Extracted records
## begin

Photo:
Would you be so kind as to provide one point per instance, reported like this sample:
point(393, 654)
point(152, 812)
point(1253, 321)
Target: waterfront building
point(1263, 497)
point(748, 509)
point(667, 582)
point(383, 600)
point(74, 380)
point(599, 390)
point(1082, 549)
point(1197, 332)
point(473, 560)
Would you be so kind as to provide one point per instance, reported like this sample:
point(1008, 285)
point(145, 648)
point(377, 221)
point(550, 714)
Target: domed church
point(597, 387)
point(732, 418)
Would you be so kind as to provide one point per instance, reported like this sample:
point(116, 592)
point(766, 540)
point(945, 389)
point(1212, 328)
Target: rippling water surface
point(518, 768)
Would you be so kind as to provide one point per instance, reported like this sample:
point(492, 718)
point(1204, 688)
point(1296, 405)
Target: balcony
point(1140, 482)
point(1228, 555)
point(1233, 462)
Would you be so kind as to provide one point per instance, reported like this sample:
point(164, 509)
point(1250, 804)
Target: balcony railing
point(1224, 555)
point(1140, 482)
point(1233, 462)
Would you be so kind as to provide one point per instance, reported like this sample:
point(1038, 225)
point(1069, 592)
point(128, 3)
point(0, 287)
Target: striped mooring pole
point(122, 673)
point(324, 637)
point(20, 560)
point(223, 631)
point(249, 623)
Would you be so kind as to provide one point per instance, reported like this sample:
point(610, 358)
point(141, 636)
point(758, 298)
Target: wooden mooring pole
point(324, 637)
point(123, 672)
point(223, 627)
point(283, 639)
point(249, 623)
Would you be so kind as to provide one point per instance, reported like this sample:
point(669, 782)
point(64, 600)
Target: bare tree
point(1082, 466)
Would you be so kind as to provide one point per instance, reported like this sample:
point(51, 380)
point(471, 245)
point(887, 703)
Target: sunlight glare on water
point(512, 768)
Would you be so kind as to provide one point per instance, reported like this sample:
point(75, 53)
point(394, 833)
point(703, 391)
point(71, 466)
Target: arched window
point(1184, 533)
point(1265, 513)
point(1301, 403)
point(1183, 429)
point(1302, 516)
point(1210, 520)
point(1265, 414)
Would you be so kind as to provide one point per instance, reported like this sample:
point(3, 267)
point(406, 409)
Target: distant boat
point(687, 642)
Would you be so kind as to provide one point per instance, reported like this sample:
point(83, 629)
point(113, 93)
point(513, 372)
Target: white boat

## end

Task instructions. Render the records from their first line through the line containing "point(732, 418)", both ends included, as a numbered list with blank lines omitted.

Solution below.
1. Photo:
2. Would you be so kind as to provide one point per instance, reported like this sample:
3. point(393, 654)
4. point(152, 812)
5. point(1253, 321)
6. Target: waterfront building
7. point(1263, 497)
8. point(748, 509)
9. point(667, 582)
10. point(383, 600)
11. point(74, 380)
12. point(599, 390)
13. point(1082, 549)
14. point(1197, 332)
15. point(473, 560)
16. Would you be so kind as to provide one point per instance, reported like this sample:
17. point(1008, 285)
18. point(145, 648)
19. point(377, 221)
20. point(550, 714)
21. Target: domed church
22. point(597, 387)
23. point(732, 418)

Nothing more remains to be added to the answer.